● Cel zadania: Przepisz ponownie wszystko od wiersza zawierającego „Would you be able to pick out the overcast” aż do końca wykazu, łącznie z tym wierszem i z poleceniami. Przesuń przy tym każdą współrzędną w odpowiedziach, dodając do niej 144, i nie dołączaj żadnych innych wierszy.

● Przekazany wykaz:
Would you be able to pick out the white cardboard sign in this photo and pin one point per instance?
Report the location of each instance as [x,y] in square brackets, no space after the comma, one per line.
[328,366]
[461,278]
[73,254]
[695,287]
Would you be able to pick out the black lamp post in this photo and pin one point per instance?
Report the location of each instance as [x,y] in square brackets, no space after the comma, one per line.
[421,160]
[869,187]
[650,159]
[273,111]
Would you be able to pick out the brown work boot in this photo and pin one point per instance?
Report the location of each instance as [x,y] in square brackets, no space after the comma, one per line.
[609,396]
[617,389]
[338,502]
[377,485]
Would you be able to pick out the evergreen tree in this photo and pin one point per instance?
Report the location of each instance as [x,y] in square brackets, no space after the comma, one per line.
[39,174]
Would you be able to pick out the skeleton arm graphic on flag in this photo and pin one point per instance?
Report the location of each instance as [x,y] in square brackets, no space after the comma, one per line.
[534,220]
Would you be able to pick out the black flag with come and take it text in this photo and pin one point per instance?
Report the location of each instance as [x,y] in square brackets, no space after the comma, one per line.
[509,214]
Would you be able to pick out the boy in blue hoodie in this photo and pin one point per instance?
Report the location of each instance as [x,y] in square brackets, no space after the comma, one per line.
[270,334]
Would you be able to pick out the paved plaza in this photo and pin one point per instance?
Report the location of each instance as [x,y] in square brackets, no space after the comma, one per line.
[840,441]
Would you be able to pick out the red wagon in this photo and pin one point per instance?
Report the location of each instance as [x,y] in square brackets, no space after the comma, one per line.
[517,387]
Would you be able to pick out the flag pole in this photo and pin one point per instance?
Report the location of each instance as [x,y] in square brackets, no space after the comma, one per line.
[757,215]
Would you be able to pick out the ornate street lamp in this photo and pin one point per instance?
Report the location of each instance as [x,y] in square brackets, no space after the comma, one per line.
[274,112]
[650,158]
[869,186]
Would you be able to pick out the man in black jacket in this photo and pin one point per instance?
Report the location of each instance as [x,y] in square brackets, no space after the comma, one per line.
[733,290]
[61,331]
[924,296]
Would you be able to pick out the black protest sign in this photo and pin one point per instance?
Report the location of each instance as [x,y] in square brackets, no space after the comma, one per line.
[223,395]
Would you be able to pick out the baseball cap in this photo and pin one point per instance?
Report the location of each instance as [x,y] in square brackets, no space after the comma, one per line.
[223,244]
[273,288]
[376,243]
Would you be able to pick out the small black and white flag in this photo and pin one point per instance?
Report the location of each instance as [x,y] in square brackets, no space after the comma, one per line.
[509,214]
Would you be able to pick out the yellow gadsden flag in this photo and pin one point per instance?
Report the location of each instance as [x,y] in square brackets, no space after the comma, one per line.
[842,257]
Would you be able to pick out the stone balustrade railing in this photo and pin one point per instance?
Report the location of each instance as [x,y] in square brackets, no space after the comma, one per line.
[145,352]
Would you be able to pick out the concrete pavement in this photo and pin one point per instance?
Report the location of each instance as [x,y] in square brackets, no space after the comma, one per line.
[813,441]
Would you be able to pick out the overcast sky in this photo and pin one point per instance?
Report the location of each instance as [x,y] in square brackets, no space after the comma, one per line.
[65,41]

● Wynik zadania:
Would you be able to pick out the overcast sky in this photo and pin one point per instance?
Report the location of each instance as [x,y] in square brackets, no space after the comma, one per line.
[209,185]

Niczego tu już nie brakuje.